__Task details__
Copy all of the data below line for line, with no changes.

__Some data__
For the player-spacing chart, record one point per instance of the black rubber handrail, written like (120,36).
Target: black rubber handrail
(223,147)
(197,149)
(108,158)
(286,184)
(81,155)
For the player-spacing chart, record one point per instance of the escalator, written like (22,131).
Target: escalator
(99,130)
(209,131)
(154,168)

__Full output__
For the player-spacing chart, record one point per instance of the black rubber handrail, written like (120,36).
Target: black rubber handrail
(223,147)
(197,149)
(108,158)
(286,184)
(81,155)
For the player-spacing chart, record one point per instance of the escalator, written like (22,131).
Target: escalator
(99,130)
(209,131)
(154,168)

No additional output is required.